TASK DIRECTIONS:
Read the data below. Every line holding the string "road" must be copied.

*** Begin section ***

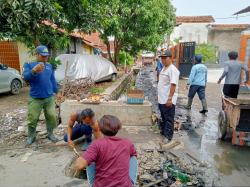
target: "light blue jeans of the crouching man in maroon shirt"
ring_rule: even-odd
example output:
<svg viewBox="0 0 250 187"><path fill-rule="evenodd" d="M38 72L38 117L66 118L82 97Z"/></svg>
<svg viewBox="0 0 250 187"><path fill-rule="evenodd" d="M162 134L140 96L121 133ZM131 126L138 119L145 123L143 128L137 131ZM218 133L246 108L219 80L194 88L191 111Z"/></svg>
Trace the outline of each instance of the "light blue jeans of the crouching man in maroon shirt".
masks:
<svg viewBox="0 0 250 187"><path fill-rule="evenodd" d="M129 176L133 185L135 185L136 183L137 171L138 171L138 161L136 157L133 156L130 158L129 162ZM87 167L87 177L88 177L89 187L92 187L94 185L95 173L96 173L95 163L92 163Z"/></svg>

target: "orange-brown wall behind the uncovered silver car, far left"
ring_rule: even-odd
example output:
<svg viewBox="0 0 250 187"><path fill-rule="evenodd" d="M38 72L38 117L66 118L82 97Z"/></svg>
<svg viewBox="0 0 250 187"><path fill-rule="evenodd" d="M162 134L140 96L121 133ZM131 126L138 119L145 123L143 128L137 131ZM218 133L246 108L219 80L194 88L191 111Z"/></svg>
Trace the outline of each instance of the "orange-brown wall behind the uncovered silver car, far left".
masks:
<svg viewBox="0 0 250 187"><path fill-rule="evenodd" d="M0 63L20 71L18 47L16 42L0 41Z"/></svg>

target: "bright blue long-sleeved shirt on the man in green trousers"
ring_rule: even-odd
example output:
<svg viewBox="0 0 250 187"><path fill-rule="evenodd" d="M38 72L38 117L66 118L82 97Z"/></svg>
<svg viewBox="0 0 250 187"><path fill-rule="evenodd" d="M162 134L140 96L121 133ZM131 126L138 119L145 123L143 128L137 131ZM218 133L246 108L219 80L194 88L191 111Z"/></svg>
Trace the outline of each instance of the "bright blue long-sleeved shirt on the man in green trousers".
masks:
<svg viewBox="0 0 250 187"><path fill-rule="evenodd" d="M32 73L32 69L39 63L25 63L23 77L30 84L30 96L32 98L49 98L58 91L54 69L51 64L45 63L42 72Z"/></svg>

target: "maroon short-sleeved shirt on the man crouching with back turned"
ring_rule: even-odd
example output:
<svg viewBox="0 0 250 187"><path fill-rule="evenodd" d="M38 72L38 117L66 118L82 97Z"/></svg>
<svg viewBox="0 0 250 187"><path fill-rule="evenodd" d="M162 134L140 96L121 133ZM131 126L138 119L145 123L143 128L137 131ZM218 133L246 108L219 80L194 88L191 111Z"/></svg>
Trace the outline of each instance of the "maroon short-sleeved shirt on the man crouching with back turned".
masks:
<svg viewBox="0 0 250 187"><path fill-rule="evenodd" d="M127 139L116 136L95 140L83 158L90 165L96 163L94 187L131 187L129 161L136 156L134 145Z"/></svg>

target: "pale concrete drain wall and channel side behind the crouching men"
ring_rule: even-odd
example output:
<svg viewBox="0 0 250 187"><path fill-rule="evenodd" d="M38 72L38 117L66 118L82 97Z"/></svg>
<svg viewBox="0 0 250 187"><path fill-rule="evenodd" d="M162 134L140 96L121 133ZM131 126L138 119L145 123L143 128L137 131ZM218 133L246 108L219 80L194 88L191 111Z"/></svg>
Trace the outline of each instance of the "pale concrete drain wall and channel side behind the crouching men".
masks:
<svg viewBox="0 0 250 187"><path fill-rule="evenodd" d="M135 79L135 75L138 74L138 72L139 69L134 69L129 74L124 75L120 81L107 88L103 95L108 99L119 98L120 94L122 94ZM131 105L117 100L100 104L83 104L75 100L66 100L61 104L62 124L67 125L72 112L85 108L91 108L96 113L97 118L103 115L117 116L123 125L152 125L152 104L149 101L145 101L142 105Z"/></svg>

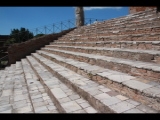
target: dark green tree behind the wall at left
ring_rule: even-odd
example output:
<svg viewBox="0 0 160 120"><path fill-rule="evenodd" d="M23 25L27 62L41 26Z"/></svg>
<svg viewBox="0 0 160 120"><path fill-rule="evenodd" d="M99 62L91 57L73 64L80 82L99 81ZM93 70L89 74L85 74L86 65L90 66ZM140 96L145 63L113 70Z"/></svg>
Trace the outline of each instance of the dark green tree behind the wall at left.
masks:
<svg viewBox="0 0 160 120"><path fill-rule="evenodd" d="M23 27L19 29L11 30L10 38L15 39L15 43L25 42L31 38L33 38L33 33L31 33L28 29Z"/></svg>

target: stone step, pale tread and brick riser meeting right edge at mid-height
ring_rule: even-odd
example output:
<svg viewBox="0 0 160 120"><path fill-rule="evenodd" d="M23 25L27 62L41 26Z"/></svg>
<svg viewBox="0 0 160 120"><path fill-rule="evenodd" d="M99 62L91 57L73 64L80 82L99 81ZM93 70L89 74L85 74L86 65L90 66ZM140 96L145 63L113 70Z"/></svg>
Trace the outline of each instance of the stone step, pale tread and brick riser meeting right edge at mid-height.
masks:
<svg viewBox="0 0 160 120"><path fill-rule="evenodd" d="M103 68L120 71L138 77L142 76L143 78L160 82L160 64L107 57L96 54L71 52L53 48L42 48L42 50L92 65L98 65Z"/></svg>

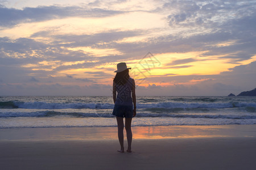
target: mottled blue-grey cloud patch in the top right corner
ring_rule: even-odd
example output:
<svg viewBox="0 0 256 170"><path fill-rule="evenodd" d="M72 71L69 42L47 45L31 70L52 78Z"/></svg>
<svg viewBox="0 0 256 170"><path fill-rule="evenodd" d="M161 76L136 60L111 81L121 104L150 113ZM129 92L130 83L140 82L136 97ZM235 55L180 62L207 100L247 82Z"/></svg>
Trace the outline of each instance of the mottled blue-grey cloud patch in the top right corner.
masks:
<svg viewBox="0 0 256 170"><path fill-rule="evenodd" d="M169 24L193 25L214 29L229 19L241 18L255 10L255 2L244 1L170 1L165 3L163 9L169 9ZM233 15L230 15L233 14Z"/></svg>

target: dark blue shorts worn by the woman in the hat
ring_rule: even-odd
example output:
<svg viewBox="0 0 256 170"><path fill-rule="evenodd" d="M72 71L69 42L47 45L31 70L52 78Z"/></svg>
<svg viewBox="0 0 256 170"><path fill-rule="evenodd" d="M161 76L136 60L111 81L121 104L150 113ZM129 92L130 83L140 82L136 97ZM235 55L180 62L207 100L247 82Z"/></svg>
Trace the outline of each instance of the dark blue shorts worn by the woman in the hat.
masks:
<svg viewBox="0 0 256 170"><path fill-rule="evenodd" d="M132 118L133 106L132 105L115 105L112 114L117 117Z"/></svg>

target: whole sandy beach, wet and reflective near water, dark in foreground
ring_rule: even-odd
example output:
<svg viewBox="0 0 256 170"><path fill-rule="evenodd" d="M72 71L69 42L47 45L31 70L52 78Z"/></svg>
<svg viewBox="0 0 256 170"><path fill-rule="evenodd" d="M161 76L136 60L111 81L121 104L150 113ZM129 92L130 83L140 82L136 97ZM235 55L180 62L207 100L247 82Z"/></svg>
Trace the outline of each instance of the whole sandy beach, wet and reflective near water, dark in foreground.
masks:
<svg viewBox="0 0 256 170"><path fill-rule="evenodd" d="M133 127L132 153L117 152L116 130L116 127L0 129L0 168L256 167L256 125Z"/></svg>

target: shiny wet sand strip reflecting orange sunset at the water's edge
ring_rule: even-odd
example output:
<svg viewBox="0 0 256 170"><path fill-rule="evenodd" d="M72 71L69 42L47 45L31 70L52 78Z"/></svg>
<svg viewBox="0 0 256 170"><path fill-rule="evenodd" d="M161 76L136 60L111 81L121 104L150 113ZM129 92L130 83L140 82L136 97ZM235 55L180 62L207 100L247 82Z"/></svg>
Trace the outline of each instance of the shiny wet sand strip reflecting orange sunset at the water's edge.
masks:
<svg viewBox="0 0 256 170"><path fill-rule="evenodd" d="M132 126L133 139L254 137L256 125ZM124 130L125 134L125 130ZM65 128L3 128L0 141L113 140L117 126Z"/></svg>

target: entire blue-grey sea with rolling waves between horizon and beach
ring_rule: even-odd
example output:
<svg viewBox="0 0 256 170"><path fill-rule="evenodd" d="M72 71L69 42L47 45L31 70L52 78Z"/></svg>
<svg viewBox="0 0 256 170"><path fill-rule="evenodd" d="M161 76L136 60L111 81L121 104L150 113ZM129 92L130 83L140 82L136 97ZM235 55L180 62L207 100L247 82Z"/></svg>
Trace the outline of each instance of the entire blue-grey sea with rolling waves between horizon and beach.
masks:
<svg viewBox="0 0 256 170"><path fill-rule="evenodd" d="M0 128L117 126L112 96L0 96ZM137 96L132 126L253 125L255 96Z"/></svg>

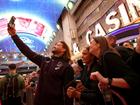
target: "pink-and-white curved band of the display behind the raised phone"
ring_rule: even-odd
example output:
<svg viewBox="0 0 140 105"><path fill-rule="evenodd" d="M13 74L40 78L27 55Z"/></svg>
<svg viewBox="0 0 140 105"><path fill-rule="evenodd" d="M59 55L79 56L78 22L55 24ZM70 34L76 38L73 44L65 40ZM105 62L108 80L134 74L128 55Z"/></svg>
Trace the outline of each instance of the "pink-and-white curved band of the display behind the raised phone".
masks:
<svg viewBox="0 0 140 105"><path fill-rule="evenodd" d="M3 37L3 35L8 35L7 23L8 19L0 19L0 37ZM43 31L45 31L45 25L30 18L16 17L15 24L17 32L25 32L37 36L42 36Z"/></svg>

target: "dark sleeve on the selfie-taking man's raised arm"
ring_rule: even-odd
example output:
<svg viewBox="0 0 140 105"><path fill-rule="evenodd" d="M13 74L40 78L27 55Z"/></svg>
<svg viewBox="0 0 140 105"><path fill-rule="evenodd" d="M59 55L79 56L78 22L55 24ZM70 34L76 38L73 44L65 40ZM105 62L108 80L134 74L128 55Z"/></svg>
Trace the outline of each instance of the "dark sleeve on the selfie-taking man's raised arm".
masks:
<svg viewBox="0 0 140 105"><path fill-rule="evenodd" d="M37 64L39 67L41 66L41 62L46 59L45 57L33 52L19 37L18 35L12 36L13 41L19 50L32 62Z"/></svg>

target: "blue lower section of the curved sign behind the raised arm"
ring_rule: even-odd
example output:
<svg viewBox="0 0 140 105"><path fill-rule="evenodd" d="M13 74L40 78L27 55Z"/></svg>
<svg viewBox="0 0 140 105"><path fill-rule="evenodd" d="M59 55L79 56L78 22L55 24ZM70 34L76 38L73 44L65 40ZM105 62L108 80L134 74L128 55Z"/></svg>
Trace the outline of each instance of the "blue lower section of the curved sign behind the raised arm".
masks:
<svg viewBox="0 0 140 105"><path fill-rule="evenodd" d="M33 51L41 53L46 49L46 45L40 37L29 33L18 33L18 35L20 39ZM10 36L0 41L0 50L2 52L20 52Z"/></svg>

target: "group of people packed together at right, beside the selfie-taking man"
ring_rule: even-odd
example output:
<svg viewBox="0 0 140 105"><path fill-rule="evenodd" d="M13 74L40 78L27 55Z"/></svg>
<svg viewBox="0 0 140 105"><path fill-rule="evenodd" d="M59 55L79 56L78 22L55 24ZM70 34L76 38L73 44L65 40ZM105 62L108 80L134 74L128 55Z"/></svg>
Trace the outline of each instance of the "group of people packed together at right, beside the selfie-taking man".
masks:
<svg viewBox="0 0 140 105"><path fill-rule="evenodd" d="M68 96L78 99L80 105L140 104L139 41L140 36L136 47L130 49L123 44L118 46L114 36L93 37L89 48L82 52L82 90L79 84L70 86Z"/></svg>

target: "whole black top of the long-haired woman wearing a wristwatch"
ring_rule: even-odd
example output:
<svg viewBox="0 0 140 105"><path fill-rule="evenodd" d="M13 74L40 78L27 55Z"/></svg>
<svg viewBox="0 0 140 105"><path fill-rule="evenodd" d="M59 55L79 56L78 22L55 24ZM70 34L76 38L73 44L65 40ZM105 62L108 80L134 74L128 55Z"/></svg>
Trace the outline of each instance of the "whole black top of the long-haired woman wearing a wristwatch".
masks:
<svg viewBox="0 0 140 105"><path fill-rule="evenodd" d="M123 89L113 86L111 88L118 92L127 101L128 105L134 105L130 101L136 101L136 96L133 97L131 94L139 85L139 76L133 71L133 69L126 65L119 55L113 52L104 53L104 55L101 57L101 66L102 70L100 73L104 77L123 78L129 84L130 89ZM117 100L116 97L114 97L114 100ZM115 102L117 103L117 101ZM121 104L117 103L117 105Z"/></svg>

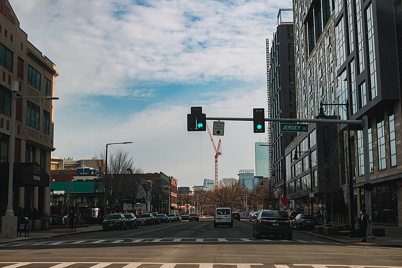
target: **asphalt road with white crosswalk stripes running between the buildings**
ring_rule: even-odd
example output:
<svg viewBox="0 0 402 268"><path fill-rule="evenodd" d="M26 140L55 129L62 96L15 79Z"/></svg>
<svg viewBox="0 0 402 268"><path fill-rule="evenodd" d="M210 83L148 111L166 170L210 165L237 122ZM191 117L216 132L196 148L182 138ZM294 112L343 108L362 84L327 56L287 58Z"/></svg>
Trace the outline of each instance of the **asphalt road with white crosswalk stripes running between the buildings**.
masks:
<svg viewBox="0 0 402 268"><path fill-rule="evenodd" d="M124 267L125 264L117 262L401 266L400 252L400 248L344 245L303 231L294 231L291 241L281 237L255 239L250 221L235 221L233 228L214 228L212 220L200 220L2 244L0 267L7 266L5 262L16 261L78 263L75 264L78 266L71 267L105 267L105 263L109 262L116 262L117 266L108 264L108 267ZM99 263L84 265L83 262ZM140 267L160 267L162 264L142 264ZM52 266L43 263L30 265L24 267ZM177 267L186 266L190 267Z"/></svg>

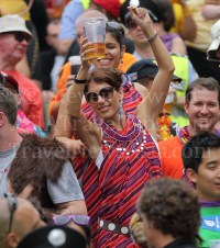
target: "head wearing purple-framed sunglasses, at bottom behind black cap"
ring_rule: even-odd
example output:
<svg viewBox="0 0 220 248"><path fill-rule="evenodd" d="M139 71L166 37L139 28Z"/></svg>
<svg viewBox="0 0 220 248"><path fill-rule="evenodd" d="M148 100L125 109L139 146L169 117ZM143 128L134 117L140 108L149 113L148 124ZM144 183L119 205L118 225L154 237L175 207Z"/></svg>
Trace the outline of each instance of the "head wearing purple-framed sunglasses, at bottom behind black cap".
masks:
<svg viewBox="0 0 220 248"><path fill-rule="evenodd" d="M86 215L59 215L53 217L53 223L57 226L67 226L84 236L87 248L91 245L90 217Z"/></svg>

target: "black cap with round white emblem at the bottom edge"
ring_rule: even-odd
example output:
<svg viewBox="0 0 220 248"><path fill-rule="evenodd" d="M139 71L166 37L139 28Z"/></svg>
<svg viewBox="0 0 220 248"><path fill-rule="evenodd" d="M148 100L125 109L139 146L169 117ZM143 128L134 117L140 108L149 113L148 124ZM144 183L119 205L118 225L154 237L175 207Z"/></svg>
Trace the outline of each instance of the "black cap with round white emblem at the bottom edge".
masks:
<svg viewBox="0 0 220 248"><path fill-rule="evenodd" d="M28 234L16 248L86 248L86 239L66 226L44 226Z"/></svg>

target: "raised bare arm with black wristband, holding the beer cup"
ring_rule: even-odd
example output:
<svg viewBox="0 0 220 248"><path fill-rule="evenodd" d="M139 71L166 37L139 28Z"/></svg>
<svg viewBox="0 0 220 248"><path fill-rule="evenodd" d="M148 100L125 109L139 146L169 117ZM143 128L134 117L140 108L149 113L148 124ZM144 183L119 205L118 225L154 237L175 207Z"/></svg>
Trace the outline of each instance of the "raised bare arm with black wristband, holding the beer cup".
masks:
<svg viewBox="0 0 220 248"><path fill-rule="evenodd" d="M85 50L85 48L90 45L89 43L86 44L86 42L87 38L84 38L81 46L81 67L76 76L76 80L73 81L73 84L67 92L67 115L73 125L73 131L77 134L80 140L85 143L90 157L96 160L101 147L101 131L98 126L88 122L86 115L80 111L85 89L85 83L82 82L86 82L87 79L87 74L90 67L89 60L94 59L86 58L85 55L95 50L95 48ZM76 81L78 81L78 83L76 83Z"/></svg>

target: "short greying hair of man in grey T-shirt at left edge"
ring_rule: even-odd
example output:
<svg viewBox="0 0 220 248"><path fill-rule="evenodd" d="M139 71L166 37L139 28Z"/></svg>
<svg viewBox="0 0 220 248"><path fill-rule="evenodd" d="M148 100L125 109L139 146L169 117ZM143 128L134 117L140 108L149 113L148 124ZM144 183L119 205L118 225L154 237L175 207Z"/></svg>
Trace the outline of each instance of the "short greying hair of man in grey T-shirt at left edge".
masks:
<svg viewBox="0 0 220 248"><path fill-rule="evenodd" d="M1 86L0 86L0 112L3 112L6 114L11 125L15 125L18 114L16 101L11 91Z"/></svg>

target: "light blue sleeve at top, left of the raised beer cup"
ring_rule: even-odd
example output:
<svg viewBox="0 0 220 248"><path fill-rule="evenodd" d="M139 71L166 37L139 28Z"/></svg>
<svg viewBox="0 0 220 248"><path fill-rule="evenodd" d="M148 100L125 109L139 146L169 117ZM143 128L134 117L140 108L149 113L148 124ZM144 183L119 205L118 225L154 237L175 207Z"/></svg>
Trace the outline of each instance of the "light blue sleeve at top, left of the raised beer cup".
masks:
<svg viewBox="0 0 220 248"><path fill-rule="evenodd" d="M62 38L75 38L76 27L75 23L77 18L84 12L82 4L79 0L70 1L63 11L61 30L58 34L58 40Z"/></svg>

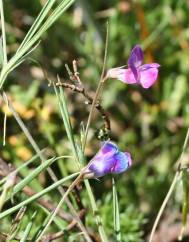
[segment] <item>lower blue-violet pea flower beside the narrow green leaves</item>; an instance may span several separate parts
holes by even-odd
[[[127,170],[131,163],[130,153],[119,151],[112,142],[105,142],[93,158],[87,173],[91,174],[91,177],[101,177],[109,173],[118,174]]]

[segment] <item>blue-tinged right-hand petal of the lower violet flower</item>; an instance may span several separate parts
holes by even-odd
[[[111,173],[117,174],[127,170],[132,163],[131,155],[128,152],[119,152],[114,155],[115,166],[112,168]]]

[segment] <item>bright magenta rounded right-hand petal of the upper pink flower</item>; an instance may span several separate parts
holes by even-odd
[[[143,88],[151,87],[157,80],[159,64],[146,64],[139,68],[140,84]]]

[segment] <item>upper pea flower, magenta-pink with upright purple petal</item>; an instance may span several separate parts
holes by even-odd
[[[112,68],[107,72],[107,76],[127,84],[139,84],[143,88],[149,88],[157,80],[160,65],[157,63],[142,65],[143,59],[142,49],[139,45],[136,45],[128,59],[128,69]]]

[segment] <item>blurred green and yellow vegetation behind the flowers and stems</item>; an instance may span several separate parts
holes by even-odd
[[[15,53],[44,2],[5,2],[9,57]],[[109,80],[102,93],[101,104],[111,119],[112,140],[121,150],[130,151],[133,157],[132,168],[115,177],[123,241],[147,240],[182,150],[189,124],[188,12],[187,0],[77,0],[43,36],[31,58],[9,75],[4,86],[40,148],[48,147],[50,154],[63,155],[69,154],[69,143],[54,91],[48,87],[42,68],[53,80],[57,74],[67,80],[64,65],[71,66],[76,59],[82,83],[90,94],[94,94],[102,70],[107,21],[107,68],[125,65],[135,44],[142,46],[146,63],[157,62],[161,65],[157,84],[149,90]],[[79,136],[80,124],[86,124],[89,106],[84,108],[84,99],[79,94],[68,90],[66,94],[75,134]],[[0,125],[3,127],[3,116],[7,110],[2,100],[0,106]],[[96,113],[89,132],[88,158],[100,146],[96,131],[102,123]],[[7,120],[6,141],[4,147],[2,140],[0,142],[0,155],[7,162],[18,166],[35,154],[11,115]],[[61,162],[54,168],[59,176],[62,175]],[[75,168],[66,162],[63,170],[66,174]],[[44,174],[41,183],[47,182]],[[91,184],[105,228],[111,237],[111,177],[92,181]],[[85,203],[85,191],[82,193]],[[166,241],[177,241],[178,234],[174,237],[173,230],[177,229],[179,233],[181,228],[181,203],[182,189],[178,184],[161,220],[156,241],[165,241],[162,239],[165,236],[170,237]],[[94,225],[90,212],[87,222]],[[187,235],[189,230],[186,230],[186,241]]]

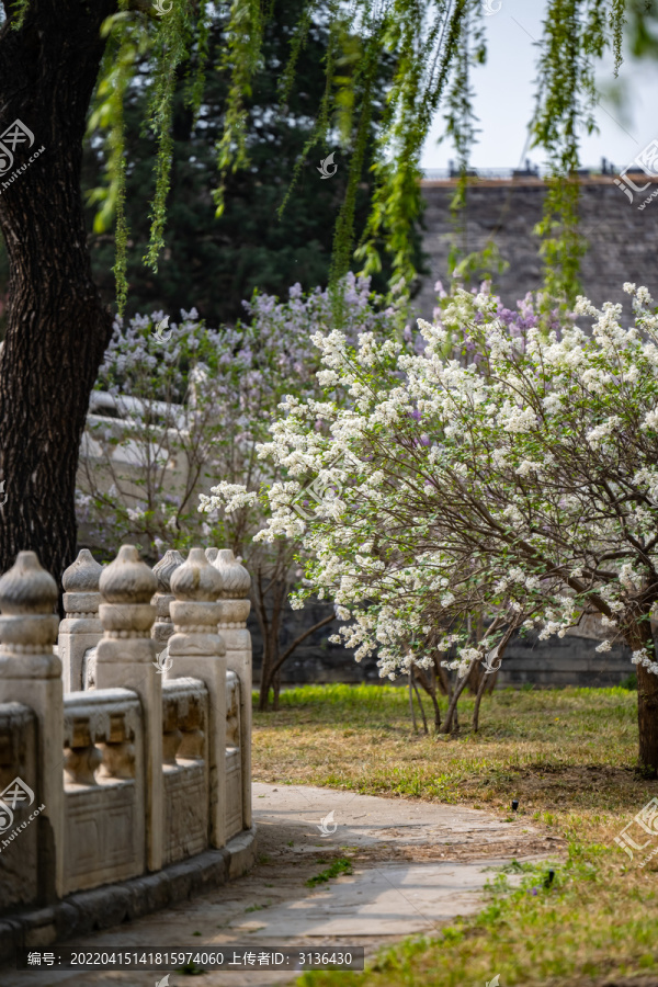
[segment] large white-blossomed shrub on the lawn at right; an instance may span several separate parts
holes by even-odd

*** End section ***

TASK OUTPUT:
target: **asphalt road with white crosswalk stripes running between the buildings**
Trace the outline of each instance of the **asphalt road with white crosswalk stripes running between the buildings**.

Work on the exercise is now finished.